**Exercise task**
Resize only the part that opens at the start of the items and closes with the line containing "[[[188,108],[189,115],[198,113],[197,77],[188,76]]]", both ends included, by repeating each line there with the requests included and with every coordinate in the answers multiplied by 1.15 and rounded to whole numbers, halves up. Leave the pictures out of your answer.

**Stored items from a collection**
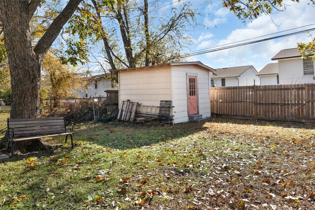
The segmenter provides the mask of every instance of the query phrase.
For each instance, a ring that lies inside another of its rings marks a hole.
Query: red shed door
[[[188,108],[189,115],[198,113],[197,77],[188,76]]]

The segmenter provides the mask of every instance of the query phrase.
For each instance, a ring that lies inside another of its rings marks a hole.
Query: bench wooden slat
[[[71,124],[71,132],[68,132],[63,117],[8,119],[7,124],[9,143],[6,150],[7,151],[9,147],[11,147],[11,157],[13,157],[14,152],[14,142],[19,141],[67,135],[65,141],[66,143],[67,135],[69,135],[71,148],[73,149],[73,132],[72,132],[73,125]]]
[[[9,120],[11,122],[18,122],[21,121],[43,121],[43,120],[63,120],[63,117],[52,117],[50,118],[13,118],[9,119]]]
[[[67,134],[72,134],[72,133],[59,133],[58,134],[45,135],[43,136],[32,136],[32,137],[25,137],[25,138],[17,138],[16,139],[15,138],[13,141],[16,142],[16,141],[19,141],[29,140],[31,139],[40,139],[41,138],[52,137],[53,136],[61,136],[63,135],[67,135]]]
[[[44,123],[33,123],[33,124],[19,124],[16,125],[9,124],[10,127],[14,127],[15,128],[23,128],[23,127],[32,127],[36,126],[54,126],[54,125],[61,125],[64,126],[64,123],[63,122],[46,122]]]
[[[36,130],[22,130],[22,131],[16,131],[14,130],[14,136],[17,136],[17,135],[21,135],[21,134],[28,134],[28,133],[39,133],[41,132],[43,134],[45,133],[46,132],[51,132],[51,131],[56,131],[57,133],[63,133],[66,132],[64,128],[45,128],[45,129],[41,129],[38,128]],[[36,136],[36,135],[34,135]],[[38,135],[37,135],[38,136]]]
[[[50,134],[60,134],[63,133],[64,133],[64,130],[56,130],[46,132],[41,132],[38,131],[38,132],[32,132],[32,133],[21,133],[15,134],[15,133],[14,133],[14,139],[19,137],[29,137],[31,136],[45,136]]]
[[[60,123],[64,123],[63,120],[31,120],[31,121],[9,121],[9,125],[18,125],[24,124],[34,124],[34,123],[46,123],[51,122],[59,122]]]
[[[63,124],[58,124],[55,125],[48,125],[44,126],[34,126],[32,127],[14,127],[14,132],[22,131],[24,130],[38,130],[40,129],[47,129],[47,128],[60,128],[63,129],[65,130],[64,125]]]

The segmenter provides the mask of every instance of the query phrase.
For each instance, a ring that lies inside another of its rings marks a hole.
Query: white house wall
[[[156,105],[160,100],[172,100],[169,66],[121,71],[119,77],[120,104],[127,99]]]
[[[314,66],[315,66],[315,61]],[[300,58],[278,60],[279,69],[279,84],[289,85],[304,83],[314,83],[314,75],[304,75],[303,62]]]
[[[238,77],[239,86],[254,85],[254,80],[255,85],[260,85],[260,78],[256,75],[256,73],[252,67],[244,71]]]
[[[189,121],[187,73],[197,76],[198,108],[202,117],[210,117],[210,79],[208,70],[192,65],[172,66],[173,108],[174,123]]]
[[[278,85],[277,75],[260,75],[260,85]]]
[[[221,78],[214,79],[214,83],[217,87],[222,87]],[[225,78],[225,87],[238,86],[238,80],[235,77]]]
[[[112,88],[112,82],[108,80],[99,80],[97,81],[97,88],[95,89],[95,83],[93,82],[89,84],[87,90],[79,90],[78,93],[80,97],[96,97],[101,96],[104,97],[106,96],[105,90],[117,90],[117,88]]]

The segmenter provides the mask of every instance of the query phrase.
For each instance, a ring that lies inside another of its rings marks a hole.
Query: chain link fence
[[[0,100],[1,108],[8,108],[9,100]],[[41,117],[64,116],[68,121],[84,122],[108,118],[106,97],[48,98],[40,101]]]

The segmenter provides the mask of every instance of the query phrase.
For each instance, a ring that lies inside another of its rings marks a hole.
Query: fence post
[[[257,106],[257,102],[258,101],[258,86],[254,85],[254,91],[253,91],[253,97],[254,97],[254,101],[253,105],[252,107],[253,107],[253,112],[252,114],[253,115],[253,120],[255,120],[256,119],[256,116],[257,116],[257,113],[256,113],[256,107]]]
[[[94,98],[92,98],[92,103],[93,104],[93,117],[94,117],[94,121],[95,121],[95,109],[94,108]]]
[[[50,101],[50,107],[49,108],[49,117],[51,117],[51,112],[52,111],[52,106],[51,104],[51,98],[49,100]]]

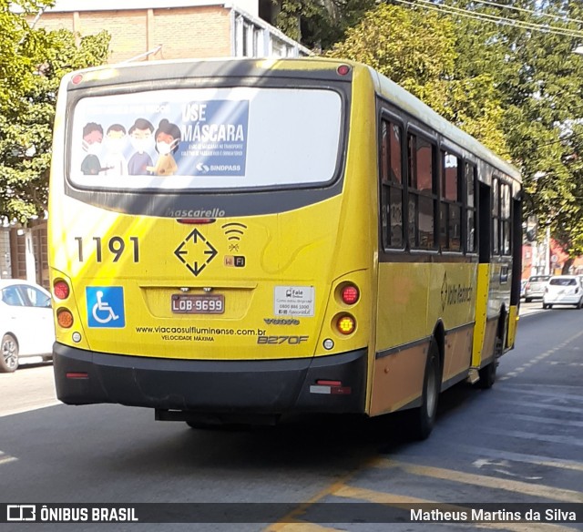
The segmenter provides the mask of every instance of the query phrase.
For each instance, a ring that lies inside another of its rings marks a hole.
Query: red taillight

**Response to the exercise**
The segmenter provides the mask of every instance of the query phrase.
For each instance, a ring that lies inside another of its rings marks a hole.
Query: red shed door
[[[216,124],[217,132],[228,130],[227,89],[216,87]]]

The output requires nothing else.